_SUPPLIED RECORDS_
######

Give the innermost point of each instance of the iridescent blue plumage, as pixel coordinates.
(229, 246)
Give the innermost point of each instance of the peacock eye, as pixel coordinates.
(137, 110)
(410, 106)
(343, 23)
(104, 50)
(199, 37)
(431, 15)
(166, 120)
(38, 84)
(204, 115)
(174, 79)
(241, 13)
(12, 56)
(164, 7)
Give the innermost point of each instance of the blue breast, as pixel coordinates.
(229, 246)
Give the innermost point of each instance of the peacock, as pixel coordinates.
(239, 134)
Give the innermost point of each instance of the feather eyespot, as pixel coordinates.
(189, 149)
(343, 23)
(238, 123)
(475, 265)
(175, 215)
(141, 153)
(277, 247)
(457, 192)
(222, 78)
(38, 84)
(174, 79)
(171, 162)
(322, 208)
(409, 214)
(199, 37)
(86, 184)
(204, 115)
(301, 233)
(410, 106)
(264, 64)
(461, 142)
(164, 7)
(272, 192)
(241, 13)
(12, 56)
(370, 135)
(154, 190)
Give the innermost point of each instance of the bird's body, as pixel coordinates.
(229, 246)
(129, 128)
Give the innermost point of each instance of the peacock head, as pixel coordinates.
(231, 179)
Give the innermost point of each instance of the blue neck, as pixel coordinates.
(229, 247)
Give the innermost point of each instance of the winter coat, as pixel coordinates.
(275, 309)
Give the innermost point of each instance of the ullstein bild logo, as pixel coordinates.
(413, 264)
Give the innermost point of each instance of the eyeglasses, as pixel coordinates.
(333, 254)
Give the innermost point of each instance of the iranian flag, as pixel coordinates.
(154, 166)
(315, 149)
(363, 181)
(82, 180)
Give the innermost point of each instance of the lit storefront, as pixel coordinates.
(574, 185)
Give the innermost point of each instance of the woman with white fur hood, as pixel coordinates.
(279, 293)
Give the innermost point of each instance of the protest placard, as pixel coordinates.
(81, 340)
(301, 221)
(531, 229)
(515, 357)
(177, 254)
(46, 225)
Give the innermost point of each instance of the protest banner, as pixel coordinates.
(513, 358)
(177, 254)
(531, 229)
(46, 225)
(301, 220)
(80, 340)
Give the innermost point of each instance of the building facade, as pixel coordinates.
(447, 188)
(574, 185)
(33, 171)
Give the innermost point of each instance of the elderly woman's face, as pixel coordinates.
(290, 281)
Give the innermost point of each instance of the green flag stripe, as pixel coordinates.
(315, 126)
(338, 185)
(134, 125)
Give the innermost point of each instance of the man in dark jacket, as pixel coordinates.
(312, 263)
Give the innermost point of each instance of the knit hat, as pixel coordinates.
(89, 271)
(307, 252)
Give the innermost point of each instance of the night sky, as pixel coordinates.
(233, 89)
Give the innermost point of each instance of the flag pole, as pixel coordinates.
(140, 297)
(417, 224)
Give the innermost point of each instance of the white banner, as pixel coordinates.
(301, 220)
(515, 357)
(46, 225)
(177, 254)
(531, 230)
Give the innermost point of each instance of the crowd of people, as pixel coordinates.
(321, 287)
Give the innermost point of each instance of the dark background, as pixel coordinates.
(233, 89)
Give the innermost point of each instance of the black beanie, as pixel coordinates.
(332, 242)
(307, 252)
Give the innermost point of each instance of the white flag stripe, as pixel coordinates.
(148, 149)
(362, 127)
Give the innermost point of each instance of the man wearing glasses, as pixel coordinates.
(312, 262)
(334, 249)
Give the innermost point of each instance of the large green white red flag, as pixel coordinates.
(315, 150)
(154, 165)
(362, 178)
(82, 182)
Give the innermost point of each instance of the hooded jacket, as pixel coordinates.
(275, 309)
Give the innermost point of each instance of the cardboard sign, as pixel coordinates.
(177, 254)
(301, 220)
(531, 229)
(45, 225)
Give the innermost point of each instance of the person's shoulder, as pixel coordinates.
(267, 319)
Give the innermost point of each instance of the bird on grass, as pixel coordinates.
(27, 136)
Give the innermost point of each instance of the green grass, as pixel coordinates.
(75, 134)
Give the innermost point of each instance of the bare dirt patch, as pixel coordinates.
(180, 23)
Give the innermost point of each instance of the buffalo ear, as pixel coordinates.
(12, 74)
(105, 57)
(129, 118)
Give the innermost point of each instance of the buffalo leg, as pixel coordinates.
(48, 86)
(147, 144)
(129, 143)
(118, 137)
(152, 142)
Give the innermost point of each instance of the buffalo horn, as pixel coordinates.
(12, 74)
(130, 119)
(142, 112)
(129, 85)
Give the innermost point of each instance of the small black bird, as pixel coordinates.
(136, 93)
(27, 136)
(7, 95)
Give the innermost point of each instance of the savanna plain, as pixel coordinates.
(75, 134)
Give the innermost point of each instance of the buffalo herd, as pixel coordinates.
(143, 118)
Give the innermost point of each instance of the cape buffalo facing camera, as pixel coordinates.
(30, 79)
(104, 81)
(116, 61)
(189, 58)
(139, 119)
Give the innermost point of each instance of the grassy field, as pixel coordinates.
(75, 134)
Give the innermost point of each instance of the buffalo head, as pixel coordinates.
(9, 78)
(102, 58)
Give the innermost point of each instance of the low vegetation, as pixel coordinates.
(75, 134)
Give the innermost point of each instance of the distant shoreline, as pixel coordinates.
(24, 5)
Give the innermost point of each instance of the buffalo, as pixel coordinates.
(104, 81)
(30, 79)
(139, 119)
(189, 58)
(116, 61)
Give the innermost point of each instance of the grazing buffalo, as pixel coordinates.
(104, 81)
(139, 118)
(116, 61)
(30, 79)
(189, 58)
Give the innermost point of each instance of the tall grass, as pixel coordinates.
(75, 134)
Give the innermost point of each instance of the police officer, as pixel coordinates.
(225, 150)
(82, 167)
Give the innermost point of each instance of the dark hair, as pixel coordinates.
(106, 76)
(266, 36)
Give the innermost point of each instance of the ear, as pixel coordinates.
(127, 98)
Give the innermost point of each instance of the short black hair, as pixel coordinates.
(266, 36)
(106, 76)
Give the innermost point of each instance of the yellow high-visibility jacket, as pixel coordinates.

######

_INSTRUCTIONS TO FOLLOW_
Repeat word for word each line from the one with "buffalo head, as pixel coordinates." to the end of the records above, inclusive.

_SOLUTION_
Give the innermost point of each instance of the buffalo head, as pixel coordinates.
(9, 78)
(102, 58)
Give the innermost point of each instance of the low vegetation, as pixel coordinates.
(75, 134)
Give the innermost point of each instance of the distant shoreline, as pixel coordinates.
(24, 5)
Give the innermost point of each instance of the buffalo, as pixel coordinates.
(104, 81)
(30, 79)
(139, 119)
(189, 58)
(116, 61)
Give the innermost point of each instance of the grazing buffalo, as pixel coordinates.
(104, 81)
(139, 118)
(116, 61)
(30, 79)
(189, 58)
Give the innermost point of each instance of the tall grass, as pixel coordinates.
(75, 134)
Give the innermost point of each instance of the police officer, as pixel coordinates.
(225, 150)
(82, 167)
Give the innermost point of each instance of the dark hair, as pixel coordinates.
(106, 76)
(266, 36)
Give the innermost point of each instance of the ear, as pixel coordinates.
(127, 98)
Give the innermost point of each instance of the short black hair, as pixel coordinates.
(266, 36)
(106, 76)
Give the innermost point of each instance of the yellow high-visibility jacket, as pixel coordinates.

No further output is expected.